Required work: Given the material below, return only the lines starting at the line with "Target: glass facade" and ending at the line with "point: white wall, one", exactly as they appear.

== Task inputs

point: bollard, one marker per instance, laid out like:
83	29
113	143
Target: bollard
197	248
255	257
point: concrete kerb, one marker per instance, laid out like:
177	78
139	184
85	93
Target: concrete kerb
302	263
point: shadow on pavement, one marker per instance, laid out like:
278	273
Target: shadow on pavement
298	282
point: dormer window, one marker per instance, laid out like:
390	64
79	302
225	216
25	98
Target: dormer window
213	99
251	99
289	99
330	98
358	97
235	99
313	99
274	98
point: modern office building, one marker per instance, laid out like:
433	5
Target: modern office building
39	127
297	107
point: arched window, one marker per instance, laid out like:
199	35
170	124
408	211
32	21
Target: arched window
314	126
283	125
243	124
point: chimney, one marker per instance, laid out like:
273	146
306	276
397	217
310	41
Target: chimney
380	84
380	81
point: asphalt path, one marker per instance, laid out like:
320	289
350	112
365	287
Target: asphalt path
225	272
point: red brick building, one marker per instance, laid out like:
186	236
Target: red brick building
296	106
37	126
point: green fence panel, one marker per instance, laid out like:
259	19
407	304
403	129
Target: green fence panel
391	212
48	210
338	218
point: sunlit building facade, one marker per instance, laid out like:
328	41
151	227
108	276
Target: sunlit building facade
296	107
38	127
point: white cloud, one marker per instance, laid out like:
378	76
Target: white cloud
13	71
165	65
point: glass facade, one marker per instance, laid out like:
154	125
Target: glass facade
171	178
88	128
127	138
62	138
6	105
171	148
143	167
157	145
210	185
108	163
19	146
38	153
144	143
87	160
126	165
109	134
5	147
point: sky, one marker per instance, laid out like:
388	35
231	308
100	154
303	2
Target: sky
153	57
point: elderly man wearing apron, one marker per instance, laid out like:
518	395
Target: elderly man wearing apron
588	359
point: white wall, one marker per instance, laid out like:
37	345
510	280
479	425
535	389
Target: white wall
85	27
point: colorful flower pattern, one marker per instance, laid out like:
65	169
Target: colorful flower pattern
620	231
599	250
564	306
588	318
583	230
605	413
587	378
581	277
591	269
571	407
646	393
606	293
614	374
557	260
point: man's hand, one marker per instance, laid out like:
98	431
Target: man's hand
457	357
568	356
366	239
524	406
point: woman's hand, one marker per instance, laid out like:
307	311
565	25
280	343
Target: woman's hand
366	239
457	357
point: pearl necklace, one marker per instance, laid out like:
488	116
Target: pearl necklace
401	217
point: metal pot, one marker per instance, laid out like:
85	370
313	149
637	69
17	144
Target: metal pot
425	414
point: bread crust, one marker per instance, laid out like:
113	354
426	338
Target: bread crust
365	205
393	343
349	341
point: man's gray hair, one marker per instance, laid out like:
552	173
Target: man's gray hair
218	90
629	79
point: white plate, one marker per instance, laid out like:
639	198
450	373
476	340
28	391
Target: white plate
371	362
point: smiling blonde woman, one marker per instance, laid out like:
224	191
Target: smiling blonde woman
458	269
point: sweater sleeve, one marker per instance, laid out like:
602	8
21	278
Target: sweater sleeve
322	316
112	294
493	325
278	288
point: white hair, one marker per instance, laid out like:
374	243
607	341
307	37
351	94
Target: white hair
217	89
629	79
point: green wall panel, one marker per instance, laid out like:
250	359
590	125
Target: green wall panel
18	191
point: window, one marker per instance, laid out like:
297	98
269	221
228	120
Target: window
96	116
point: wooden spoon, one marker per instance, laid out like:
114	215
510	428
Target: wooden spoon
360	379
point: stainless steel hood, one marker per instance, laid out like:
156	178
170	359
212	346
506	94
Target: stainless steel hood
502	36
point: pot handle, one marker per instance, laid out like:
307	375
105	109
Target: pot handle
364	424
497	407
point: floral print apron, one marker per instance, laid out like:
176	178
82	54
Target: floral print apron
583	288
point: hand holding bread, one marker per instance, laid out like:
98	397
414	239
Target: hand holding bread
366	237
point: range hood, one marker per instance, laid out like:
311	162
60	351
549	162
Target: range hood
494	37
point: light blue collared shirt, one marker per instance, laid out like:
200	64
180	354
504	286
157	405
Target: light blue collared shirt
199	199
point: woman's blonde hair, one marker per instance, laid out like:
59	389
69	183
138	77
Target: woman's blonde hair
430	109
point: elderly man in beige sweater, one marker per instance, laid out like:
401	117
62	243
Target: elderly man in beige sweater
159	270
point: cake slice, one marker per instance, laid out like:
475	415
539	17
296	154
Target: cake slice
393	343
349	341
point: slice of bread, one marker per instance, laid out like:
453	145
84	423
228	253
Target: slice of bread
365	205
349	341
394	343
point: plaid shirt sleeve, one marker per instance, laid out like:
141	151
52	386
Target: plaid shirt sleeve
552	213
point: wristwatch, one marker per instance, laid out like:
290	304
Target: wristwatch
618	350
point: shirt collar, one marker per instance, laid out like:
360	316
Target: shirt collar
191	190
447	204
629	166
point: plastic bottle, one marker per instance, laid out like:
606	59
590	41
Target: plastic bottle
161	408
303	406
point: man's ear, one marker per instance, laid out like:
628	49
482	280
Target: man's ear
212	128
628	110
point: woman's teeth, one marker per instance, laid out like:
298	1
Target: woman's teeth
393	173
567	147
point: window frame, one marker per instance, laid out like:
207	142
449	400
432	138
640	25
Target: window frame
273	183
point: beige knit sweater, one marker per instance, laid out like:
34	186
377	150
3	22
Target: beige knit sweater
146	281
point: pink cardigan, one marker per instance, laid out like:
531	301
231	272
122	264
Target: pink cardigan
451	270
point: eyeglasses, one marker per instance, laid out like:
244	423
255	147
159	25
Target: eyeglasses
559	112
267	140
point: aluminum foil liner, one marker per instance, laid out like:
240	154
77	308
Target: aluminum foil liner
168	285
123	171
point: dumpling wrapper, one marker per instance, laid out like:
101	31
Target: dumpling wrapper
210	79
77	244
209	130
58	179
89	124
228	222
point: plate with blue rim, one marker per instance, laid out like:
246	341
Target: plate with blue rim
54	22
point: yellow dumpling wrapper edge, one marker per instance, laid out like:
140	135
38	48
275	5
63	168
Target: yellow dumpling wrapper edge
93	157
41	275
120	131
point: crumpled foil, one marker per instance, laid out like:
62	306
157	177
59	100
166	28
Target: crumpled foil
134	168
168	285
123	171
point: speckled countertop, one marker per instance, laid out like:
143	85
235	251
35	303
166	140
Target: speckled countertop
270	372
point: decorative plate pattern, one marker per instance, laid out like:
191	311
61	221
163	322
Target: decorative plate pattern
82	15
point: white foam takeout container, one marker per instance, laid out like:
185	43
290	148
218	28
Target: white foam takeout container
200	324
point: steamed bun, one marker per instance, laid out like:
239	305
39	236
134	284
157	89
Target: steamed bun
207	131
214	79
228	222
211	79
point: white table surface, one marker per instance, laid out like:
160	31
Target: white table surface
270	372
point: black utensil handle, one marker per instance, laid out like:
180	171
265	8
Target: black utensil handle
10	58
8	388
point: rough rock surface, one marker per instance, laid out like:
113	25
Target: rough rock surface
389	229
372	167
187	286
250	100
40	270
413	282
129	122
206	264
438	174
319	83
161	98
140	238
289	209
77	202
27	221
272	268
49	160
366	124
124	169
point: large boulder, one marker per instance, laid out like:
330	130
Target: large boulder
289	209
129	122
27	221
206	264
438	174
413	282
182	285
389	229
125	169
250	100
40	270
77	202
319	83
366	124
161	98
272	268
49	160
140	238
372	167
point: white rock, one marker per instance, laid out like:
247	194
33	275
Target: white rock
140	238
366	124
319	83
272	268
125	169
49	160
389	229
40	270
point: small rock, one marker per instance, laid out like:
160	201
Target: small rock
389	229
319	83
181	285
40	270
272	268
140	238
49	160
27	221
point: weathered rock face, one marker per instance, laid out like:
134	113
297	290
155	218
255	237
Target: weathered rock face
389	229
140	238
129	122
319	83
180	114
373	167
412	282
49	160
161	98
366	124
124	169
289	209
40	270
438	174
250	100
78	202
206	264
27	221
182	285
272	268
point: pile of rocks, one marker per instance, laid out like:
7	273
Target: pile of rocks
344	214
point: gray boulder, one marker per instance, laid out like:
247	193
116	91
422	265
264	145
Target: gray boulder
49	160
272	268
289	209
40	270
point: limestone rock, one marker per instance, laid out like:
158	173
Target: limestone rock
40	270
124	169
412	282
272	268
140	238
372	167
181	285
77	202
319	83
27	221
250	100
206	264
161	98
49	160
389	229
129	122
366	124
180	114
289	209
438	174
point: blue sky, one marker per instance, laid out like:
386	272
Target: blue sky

====

Result of the exercise:
Target: glass facade
171	178
88	128
127	138
62	138
6	105
171	148
143	167
157	145
210	185
108	163
19	146
38	153
144	143
87	160
126	165
109	134
5	147
point: sky, one marker per instance, laid out like:
388	35
231	308
100	154
303	2
Target: sky
153	57
point: elderly man wearing apron, one marker per instance, laid out like:
518	395
Target: elderly man wearing apron
588	359
point: white wall, one marker per instance, laid out like:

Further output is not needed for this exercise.